- _THE PROBLEM_: Return each line of the entries that holds the string "pointer".

- _RECORDS FOR THE EXERCISE_:
___

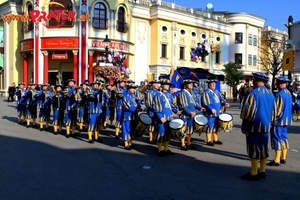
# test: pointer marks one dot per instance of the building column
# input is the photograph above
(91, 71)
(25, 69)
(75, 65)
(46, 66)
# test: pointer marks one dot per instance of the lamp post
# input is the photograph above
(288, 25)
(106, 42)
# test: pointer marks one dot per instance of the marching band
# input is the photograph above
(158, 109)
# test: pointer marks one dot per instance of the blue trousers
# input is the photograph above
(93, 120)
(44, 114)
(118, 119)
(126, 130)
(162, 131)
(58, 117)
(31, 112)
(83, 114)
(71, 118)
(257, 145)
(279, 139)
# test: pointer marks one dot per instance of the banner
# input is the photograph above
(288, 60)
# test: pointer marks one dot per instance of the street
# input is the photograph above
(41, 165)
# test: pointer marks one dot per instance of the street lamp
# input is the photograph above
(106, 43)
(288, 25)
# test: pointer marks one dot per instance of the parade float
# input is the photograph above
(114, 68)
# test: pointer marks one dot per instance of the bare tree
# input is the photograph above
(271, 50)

___

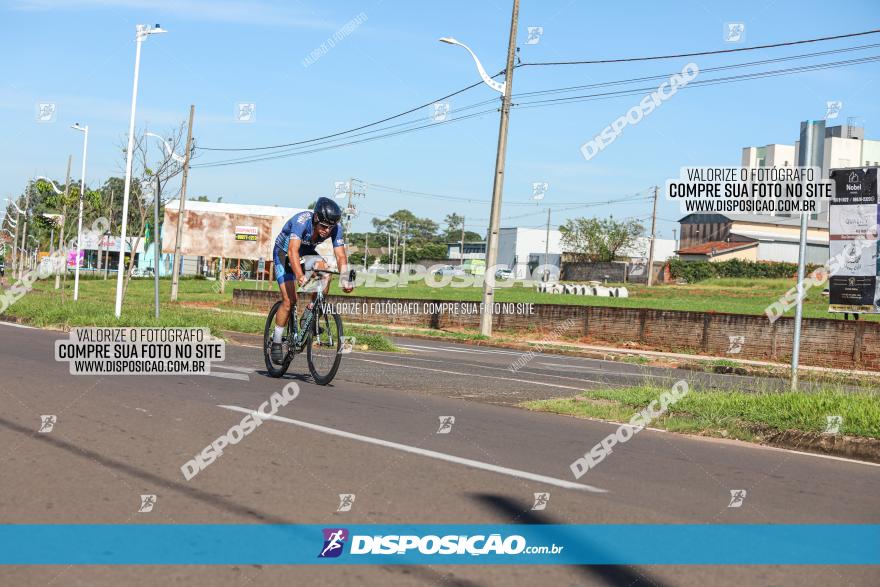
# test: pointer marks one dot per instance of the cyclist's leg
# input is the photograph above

___

- _RESPONSE AREA_:
# test: pointer marks one dot per instance of the building column
# test: pointer marks one dot per instance of the lamp post
# test: pointer marks one dot per instance of the marching band
# test: pointer marks one dot per instance of the blue trousers
# test: pointer marks one dot per instance of the banner
# test: pointer marks one dot per instance of the street
# test: pointer marks one dot per instance of the street lamp
# test: pointer marks one dot per instance of the parade float
# test: pointer marks one dot per instance of the bare tree
# test: pointer marks one dot per instance of the cyclist's leg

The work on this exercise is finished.